Shape boundary data
##########
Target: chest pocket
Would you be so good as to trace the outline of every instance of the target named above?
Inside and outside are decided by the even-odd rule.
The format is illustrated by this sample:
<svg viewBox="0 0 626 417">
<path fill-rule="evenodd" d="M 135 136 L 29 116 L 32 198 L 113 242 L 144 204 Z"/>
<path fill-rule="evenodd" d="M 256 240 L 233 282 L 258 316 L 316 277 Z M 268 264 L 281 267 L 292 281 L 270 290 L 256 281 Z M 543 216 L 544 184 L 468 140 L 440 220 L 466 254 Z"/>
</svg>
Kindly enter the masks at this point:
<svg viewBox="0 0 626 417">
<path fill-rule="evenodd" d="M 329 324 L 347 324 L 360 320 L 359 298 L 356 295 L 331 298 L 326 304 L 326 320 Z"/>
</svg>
##########
■ **What you have to do**: Render every line of the data above as a Markdown table with the columns "No." and "Text", numbering each row and omitting any blank lines.

■ **Solution to this task**:
| No. | Text |
|---|---|
| 1 | Target: chest pocket |
| 2 | Would you be so good as to trace the outline of every instance of the target named above? |
| 3 | Inside and outside are decided by the even-odd rule. |
| 4 | The format is illustrated by this sample: |
| 5 | <svg viewBox="0 0 626 417"> |
| 6 | <path fill-rule="evenodd" d="M 135 136 L 29 116 L 32 198 L 113 242 L 144 204 Z"/> |
| 7 | <path fill-rule="evenodd" d="M 256 240 L 233 282 L 258 316 L 316 277 Z M 268 264 L 281 267 L 292 281 L 270 290 L 256 281 Z M 543 216 L 544 184 L 468 140 L 440 220 L 466 254 Z"/> |
| 8 | </svg> |
| 9 | Kindly enter the masks at this point: |
| 10 | <svg viewBox="0 0 626 417"> |
| 11 | <path fill-rule="evenodd" d="M 329 324 L 347 324 L 360 320 L 359 298 L 356 295 L 331 298 L 326 304 L 326 320 Z"/> |
| 12 | </svg> |